***** Document extract

# How many Hap SP.44 in a 30 gal?



## ChuckRum (Sep 11, 2010)

just getting into african cichlids so not too familiar with them. found a guy on kijiji sellingem at 2", two for 15$, is this a good price? im dedicating my entire 30 gal to just that species. id like a nice colony, and i hear you need atleast 6 together anyways. what is the max you think i can keep my 30 gal?


----------



## dynamite07 (Oct 16, 2010)

It depends on the male/female ratio. I had 6 in a 25 gallon but the dominant male eventually killed the other male. The other 4 were females. Try going 1 male and 3 females. That's my experience in a similar tank size. I'm sure at the store they'll tell you 8 is fine. In that case try 2 males and 6 females...


----------



## bob123 (Dec 31, 2009)

*hap.44*

From my experience you will need at least a 75 gallon tank as the males get to about 5" and the females about 3.5". These fish can be very aggressive and need a large tank. Good luck.


----------



## carbonlist (Nov 8, 2009)

I have kept lots of Hap44 before. You'll enjoy their nice colours and they're always active. I also recommend 1 male and 3-5 females. However, the price is a little steep. You can usually find local breeders selling 1.5-2" at 2-3$ a piece. Note this price was a year ago. It may have gone up but I highly doubt it.


----------



## MattyB (Dec 8, 2010)

I would consider Haplochromis sp. "Ruby Green" instead. Similar colouration, but smaller and more peaceful fish. It is a much more rare fish, but it would be worth it considering the size of the tank.

Like the others have said, the 44 is aggressive and will most likely take the tank apart. I have 3 in a 125 and one of the males is getting beat on, while the other male is very wary of the dominant male. This is with 6 females in the tank.


----------



## Philip.Chan.92 (Apr 25, 2010)

I wouldn't get any africans for a 30g, its not nearly big enough unless you are getting shell dwellers. I would seriously consider getting a 75G+ tank since most africans besides shellies grow 5"+. Africans are generally pretty aggressive fish and are beautiful if and ONLY if they are properly taken care of. One can spend hundreds on bringing in a beautiful colony of wild caught african cichlids but they will not show off their best colouration in bad conditions. I would suggest spending a lot more time on cichlid-forum's library to discover the many different species of african cichlids as well as what they need to live happily. http://www.cichlid-forum.com/articles/


----------



## TJM (Dec 23, 2009)

**********
***** Record list

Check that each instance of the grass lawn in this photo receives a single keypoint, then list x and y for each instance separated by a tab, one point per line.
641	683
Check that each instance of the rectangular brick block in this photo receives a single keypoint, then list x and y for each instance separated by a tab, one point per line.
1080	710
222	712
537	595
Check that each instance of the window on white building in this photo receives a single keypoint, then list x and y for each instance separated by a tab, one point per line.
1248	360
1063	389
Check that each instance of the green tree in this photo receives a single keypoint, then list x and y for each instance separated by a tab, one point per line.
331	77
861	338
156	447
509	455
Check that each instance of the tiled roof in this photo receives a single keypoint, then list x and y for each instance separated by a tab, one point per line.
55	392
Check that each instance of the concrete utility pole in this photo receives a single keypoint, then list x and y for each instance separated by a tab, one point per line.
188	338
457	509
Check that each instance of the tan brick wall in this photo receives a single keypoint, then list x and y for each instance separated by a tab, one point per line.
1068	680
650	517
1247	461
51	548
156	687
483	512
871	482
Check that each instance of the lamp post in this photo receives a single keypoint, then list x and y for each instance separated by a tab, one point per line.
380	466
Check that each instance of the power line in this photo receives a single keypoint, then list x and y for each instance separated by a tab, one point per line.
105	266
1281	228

**********
***** Record list

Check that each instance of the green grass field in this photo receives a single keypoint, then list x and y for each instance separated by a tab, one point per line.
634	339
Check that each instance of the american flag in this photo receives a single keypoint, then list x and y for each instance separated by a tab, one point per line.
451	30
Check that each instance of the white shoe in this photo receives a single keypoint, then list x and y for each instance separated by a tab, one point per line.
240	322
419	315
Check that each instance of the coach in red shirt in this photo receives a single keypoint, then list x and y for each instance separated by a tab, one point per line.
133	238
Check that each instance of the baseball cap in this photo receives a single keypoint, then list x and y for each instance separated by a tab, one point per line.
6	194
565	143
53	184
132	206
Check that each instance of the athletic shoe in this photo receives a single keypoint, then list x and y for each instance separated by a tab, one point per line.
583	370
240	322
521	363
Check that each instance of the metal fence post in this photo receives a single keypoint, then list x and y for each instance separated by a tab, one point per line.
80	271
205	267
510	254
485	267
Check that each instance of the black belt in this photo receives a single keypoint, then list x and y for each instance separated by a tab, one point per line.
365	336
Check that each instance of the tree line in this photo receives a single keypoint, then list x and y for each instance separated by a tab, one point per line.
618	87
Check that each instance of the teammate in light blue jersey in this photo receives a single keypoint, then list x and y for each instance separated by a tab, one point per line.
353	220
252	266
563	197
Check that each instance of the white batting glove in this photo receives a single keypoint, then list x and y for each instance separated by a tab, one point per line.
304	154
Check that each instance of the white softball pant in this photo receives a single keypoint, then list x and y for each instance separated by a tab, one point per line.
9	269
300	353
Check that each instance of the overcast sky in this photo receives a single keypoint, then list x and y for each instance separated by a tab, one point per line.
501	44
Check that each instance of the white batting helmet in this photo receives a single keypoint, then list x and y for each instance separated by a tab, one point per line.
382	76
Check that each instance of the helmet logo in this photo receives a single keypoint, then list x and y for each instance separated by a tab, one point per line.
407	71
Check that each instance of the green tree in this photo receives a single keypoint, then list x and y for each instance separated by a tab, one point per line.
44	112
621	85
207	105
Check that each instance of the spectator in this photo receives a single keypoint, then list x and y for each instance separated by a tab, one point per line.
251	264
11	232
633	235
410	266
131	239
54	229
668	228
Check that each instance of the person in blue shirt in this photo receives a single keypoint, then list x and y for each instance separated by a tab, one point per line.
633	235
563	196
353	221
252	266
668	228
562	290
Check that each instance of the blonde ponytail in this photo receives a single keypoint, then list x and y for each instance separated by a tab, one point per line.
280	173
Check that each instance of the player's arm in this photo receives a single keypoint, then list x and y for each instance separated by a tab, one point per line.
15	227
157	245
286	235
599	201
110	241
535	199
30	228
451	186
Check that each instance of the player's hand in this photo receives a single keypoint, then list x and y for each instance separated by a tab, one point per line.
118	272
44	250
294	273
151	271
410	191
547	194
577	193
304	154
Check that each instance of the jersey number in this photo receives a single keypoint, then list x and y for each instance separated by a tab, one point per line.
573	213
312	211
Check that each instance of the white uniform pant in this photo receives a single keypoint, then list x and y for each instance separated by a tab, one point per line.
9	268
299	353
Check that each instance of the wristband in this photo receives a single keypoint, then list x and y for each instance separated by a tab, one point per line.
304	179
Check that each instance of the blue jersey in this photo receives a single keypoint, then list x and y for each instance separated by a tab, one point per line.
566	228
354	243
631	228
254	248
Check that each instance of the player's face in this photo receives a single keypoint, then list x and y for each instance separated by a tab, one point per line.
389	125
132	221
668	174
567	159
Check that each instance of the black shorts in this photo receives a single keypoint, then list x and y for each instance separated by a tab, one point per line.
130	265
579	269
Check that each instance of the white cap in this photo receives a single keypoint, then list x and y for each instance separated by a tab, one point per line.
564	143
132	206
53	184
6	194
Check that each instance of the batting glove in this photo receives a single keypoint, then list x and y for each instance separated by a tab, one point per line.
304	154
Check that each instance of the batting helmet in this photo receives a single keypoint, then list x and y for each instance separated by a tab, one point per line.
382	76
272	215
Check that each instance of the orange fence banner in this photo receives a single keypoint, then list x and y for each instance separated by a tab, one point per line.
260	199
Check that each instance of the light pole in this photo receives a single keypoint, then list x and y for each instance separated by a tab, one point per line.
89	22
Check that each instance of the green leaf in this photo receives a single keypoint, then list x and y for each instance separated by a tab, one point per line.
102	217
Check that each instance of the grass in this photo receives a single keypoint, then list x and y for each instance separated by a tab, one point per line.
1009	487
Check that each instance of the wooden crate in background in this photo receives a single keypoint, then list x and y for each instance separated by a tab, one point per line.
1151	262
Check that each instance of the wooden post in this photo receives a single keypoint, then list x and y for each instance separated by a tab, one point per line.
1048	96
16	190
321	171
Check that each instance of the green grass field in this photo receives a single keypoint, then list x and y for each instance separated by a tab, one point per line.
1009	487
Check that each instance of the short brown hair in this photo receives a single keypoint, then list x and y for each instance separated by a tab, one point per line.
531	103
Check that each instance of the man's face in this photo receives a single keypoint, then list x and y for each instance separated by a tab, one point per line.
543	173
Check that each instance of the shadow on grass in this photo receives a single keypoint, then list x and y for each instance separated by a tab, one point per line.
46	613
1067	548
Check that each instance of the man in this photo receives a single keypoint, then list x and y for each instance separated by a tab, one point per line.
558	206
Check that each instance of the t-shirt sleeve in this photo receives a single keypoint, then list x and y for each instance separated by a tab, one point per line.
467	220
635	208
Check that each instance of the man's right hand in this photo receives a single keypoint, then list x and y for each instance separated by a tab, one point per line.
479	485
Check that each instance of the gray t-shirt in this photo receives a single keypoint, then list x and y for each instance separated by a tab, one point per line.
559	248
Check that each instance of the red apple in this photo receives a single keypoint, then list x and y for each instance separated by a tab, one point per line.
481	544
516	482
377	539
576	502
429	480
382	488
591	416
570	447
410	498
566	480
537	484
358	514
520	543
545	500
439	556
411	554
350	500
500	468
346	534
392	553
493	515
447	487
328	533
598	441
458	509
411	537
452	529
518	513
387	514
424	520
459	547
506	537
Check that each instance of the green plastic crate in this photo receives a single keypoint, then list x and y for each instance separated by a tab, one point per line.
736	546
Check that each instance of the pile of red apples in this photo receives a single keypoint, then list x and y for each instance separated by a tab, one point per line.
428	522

**********

→ Objectives:
a) Can you rewrite the Hap SP.44 thread between "## MattyB (Dec" and "in the tank.", inclusive, with "peaceful" changed to "docile"?
b) In the Hap SP.44 thread:
(i) What price and size were the fish the kijiji seller offered?
(ii) What minimum tank size does bob123 say is needed?
(iii) How many females does MattyB have in the 125?

→ List of solutions:
a)
## MattyB (Dec 8, 2010)

I would consider Haplochromis sp. "Ruby Green" instead. Similar colouration, but smaller and more docile fish. It is a much more rare fish, but it would be worth it considering the size of the tank.

Like the others have said, the 44 is aggressive and will most likely take the tank apart. I have 3 in a 125 and one of the males is getting beat on, while the other male is very wary of the dominant male. This is with 6 females in the tank.

b)
(i) Two for 15$ at 2".
(ii) At least a 75 gallon tank.
(iii) 6 females.